• _YOUR GOAL_
Which lines in the records contain the string "Phrase"? Locate each one and copy it in full.

• _STORED RECORDS_
──────────
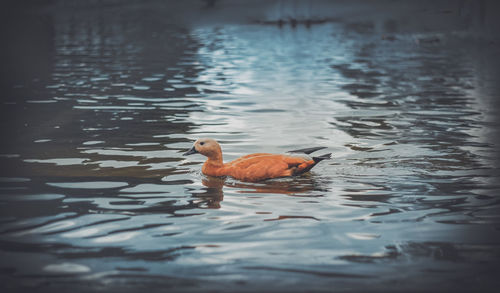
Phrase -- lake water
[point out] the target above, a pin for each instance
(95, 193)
──────────
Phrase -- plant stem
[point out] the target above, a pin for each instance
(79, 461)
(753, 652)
──────────
• _WRITTEN ANSWER_
Phrase -- lake water
Phrase -- plant stem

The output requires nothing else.